Written request: Set out each line of the rows below as a Markdown table with the columns No. and Text, numbering the lines in order and omitting any blank lines.

The records:
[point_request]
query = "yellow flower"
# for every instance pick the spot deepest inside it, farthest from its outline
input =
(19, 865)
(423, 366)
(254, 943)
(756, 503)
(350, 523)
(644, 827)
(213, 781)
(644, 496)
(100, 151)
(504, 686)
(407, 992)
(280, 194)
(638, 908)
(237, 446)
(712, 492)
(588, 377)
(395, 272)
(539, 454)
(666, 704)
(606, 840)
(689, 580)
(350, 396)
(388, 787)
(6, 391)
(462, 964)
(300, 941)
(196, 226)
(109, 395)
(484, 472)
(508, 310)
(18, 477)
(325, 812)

Final result:
| No. | Text |
|---|---|
| 1 | [point_request] |
| 2 | query = "yellow flower" |
| 3 | # for every instance pick the spot deepest inside it, farthest from its outline |
| 4 | input = |
| 5 | (19, 865) |
| 6 | (423, 366) |
| 7 | (254, 943) |
| 8 | (756, 503) |
| 9 | (350, 523) |
| 10 | (644, 827) |
| 11 | (213, 781) |
| 12 | (644, 496) |
| 13 | (100, 151) |
| 14 | (504, 686) |
| 15 | (407, 992) |
| 16 | (280, 194) |
| 17 | (638, 908) |
| 18 | (237, 446) |
| 19 | (712, 492) |
| 20 | (588, 377) |
| 21 | (395, 272) |
| 22 | (539, 454) |
| 23 | (666, 704) |
| 24 | (606, 840) |
| 25 | (689, 580) |
| 26 | (350, 396) |
| 27 | (388, 787) |
| 28 | (6, 391) |
| 29 | (462, 964) |
| 30 | (300, 941) |
| 31 | (196, 226) |
| 32 | (109, 395) |
| 33 | (484, 472) |
| 34 | (508, 310) |
| 35 | (18, 477) |
| 36 | (325, 812) |